> Dataset entries:
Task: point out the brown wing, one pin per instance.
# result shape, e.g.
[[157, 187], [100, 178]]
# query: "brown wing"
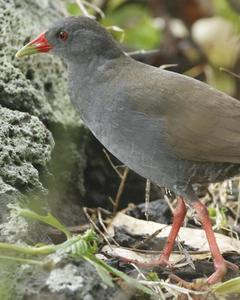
[[202, 124]]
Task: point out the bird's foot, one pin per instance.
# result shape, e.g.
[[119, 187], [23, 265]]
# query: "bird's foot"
[[220, 271]]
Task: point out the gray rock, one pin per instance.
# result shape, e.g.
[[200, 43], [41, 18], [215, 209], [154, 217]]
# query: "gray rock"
[[70, 281], [38, 85], [24, 144]]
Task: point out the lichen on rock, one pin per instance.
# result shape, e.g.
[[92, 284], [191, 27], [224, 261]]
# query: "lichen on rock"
[[24, 144]]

> Work to complete:
Transcribe each record exactly as it stands, setting aside any pictures.

> Response:
Task: point out the brown wing, one pin per instance.
# result shape, e.g.
[[157, 187], [100, 178]]
# query: "brown wing"
[[202, 124]]
Task: point out the bird's foot, one pin per instance.
# result shape, e.g.
[[119, 187], [23, 265]]
# query: "bird's foot"
[[220, 271]]
Task: point out the gray rock, one pin per instance.
# result shape, e.g.
[[200, 43], [41, 18], [215, 209], [154, 217]]
# query: "gray rock"
[[70, 281], [38, 85], [24, 144]]
Task: point out the lichen on rock, one pin per instance.
# result shape, e.g.
[[92, 284], [191, 27], [224, 261]]
# query: "lichen on rock"
[[24, 144]]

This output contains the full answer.